TASK ITEM: Skip the images and repeat every entry word for word.

EXERCISE INPUT:
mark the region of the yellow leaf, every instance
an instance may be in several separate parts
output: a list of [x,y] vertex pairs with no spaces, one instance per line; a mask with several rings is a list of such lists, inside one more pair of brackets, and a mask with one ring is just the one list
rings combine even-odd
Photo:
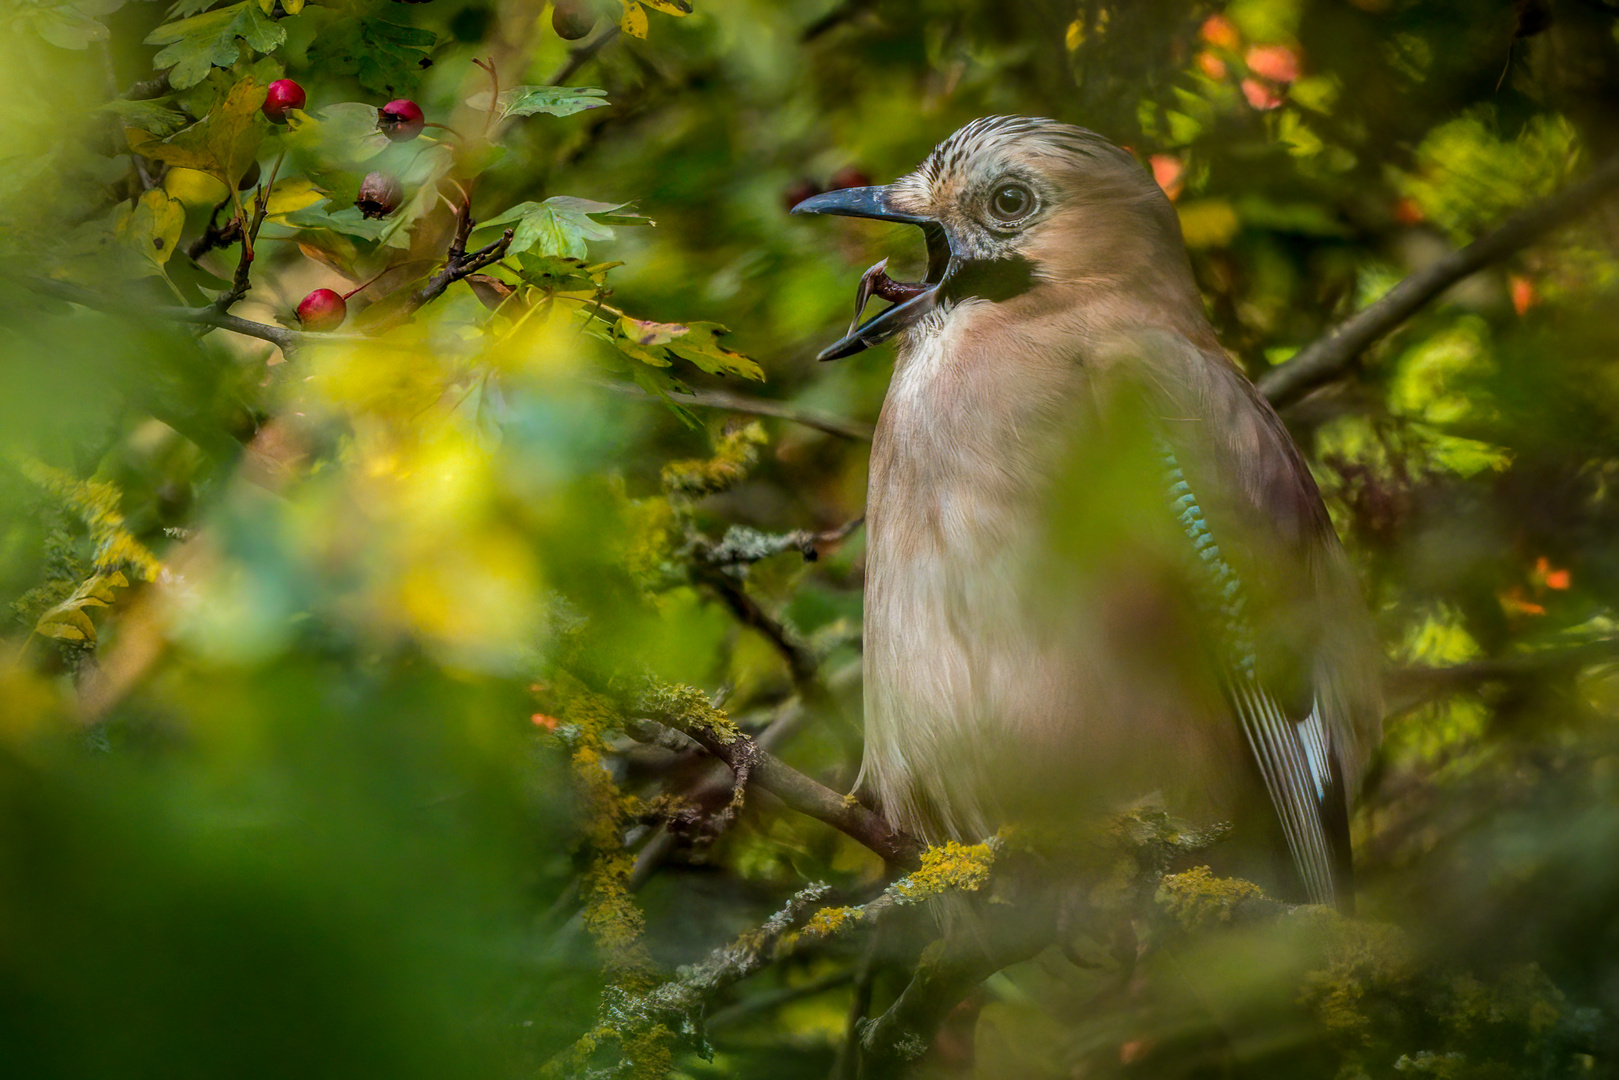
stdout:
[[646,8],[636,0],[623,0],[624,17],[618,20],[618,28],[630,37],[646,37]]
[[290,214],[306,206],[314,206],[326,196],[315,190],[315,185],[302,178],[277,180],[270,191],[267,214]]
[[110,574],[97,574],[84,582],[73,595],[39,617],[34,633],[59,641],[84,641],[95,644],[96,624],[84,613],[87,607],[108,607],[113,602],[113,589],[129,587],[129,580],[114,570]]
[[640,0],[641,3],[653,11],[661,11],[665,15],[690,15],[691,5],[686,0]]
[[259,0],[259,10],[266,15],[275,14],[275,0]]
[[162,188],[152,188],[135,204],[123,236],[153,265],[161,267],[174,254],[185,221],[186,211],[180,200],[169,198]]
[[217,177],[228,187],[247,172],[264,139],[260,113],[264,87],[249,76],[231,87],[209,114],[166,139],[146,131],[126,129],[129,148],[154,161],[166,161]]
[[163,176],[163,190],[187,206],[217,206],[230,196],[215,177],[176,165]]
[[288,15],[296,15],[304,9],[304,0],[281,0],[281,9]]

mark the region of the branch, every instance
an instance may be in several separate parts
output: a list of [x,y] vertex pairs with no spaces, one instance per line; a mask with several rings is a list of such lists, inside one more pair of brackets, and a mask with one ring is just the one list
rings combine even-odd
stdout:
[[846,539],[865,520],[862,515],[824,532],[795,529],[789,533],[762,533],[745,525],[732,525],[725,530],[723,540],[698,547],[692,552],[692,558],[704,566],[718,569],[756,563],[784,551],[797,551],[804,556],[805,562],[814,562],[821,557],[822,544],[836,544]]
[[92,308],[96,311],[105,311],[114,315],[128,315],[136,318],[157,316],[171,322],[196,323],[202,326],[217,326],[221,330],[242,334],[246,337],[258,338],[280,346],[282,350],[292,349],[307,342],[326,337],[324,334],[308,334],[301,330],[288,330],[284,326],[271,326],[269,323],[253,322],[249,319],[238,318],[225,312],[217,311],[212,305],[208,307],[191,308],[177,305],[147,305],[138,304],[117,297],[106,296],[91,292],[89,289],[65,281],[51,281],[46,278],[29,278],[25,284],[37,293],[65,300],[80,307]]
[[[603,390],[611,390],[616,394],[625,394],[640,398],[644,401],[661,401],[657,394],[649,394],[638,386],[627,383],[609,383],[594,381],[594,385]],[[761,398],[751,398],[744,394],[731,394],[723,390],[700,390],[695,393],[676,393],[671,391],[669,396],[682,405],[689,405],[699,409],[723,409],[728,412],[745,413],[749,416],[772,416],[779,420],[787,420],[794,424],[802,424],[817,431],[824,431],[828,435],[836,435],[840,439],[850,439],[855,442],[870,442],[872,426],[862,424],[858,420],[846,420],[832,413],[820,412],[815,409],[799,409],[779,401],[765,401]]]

PROBLEM SOLUTION:
mark the region of the yellow leaf, every instance
an instance may be in several separate parts
output: a list of [x,y] vertex pairs with no spaces, one instance per line; a mask with several rings is a list of such lists, inside one more pair of brackets, and a mask with one ring is just the one list
rings combine even-odd
Photo:
stdout:
[[646,8],[636,0],[623,0],[624,17],[618,20],[618,28],[630,37],[646,37]]
[[290,214],[306,206],[314,206],[326,196],[315,190],[315,185],[302,178],[277,180],[270,191],[267,214]]
[[110,574],[97,574],[84,582],[73,595],[39,617],[34,633],[59,641],[84,641],[95,644],[96,624],[84,613],[87,607],[108,607],[113,602],[113,589],[129,587],[129,580],[114,570]]
[[640,0],[641,3],[653,11],[661,11],[665,15],[690,15],[691,5],[686,0]]
[[259,0],[259,10],[266,15],[275,14],[275,0]]
[[162,188],[152,188],[135,204],[123,236],[153,265],[161,267],[174,254],[185,221],[186,211],[180,200],[169,198]]
[[217,177],[228,187],[247,172],[264,139],[260,113],[264,87],[249,76],[231,87],[209,114],[166,139],[146,131],[126,129],[129,148],[154,161],[166,161]]
[[163,176],[163,190],[187,206],[217,206],[230,196],[215,177],[176,165]]
[[288,15],[296,15],[304,9],[304,0],[281,0],[281,9]]

mark the region of the branch, every instance
an instance may be in several separate parts
output: a list of [x,y] vertex pairs with no spaces, one instance per line; a mask with several rings is a list of such lists, inside one more pair of brackets, and a mask with one ring is just the one list
rings combine even-odd
stdout:
[[846,539],[865,520],[862,515],[824,532],[795,529],[789,533],[762,533],[745,525],[732,525],[725,530],[723,540],[698,547],[692,552],[692,558],[704,566],[718,569],[756,563],[784,551],[797,551],[804,556],[805,562],[814,562],[821,557],[822,544],[836,544]]
[[92,308],[96,311],[105,311],[114,315],[128,315],[136,318],[157,316],[171,322],[196,323],[202,326],[217,326],[221,330],[242,334],[246,337],[258,338],[280,346],[282,350],[292,349],[307,342],[326,337],[324,334],[308,334],[301,330],[288,330],[284,326],[271,326],[269,323],[253,322],[249,319],[238,318],[225,312],[217,311],[212,305],[208,307],[191,308],[177,305],[147,305],[138,304],[117,297],[106,296],[91,292],[89,289],[65,281],[51,281],[46,278],[29,278],[25,284],[37,293],[65,300],[80,307]]
[[[603,390],[611,390],[616,394],[625,394],[640,398],[644,401],[661,401],[657,394],[649,394],[638,386],[627,383],[609,383],[594,381],[594,385]],[[761,398],[751,398],[744,394],[731,394],[723,390],[700,390],[695,393],[676,393],[671,391],[669,396],[682,405],[689,405],[699,409],[723,409],[728,412],[745,413],[749,416],[772,416],[779,420],[787,420],[794,424],[802,424],[817,431],[824,431],[828,435],[836,435],[840,439],[850,439],[855,442],[870,442],[872,426],[862,424],[858,420],[846,420],[832,413],[820,412],[815,409],[799,409],[779,401],[765,401]]]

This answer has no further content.